::: THE INPUT

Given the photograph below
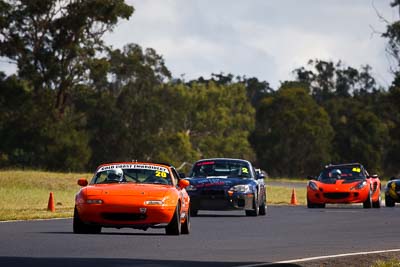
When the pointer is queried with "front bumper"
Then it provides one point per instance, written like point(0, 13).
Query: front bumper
point(134, 216)
point(337, 196)
point(221, 200)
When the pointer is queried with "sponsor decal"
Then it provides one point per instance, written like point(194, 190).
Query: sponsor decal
point(161, 171)
point(205, 163)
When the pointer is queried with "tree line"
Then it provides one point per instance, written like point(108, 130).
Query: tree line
point(75, 102)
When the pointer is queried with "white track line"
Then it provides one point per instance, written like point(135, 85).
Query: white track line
point(323, 257)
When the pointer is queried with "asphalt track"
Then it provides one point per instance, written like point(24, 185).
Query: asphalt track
point(217, 239)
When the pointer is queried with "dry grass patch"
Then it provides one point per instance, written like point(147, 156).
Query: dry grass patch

::::::

WHAT IS REQUIRED - Turn the records, from their first line through the line containing "point(221, 200)", into a numbered list with blank lines dropped. Leave the pictures out of your answer.

WRITTEN SOLUTION -
1. Given the photograph below
2. When the pointer is queried with "front bumper"
3. Then it provides one point per instance, written like point(0, 13).
4. Query: front bumper
5. point(134, 216)
6. point(337, 196)
7. point(221, 200)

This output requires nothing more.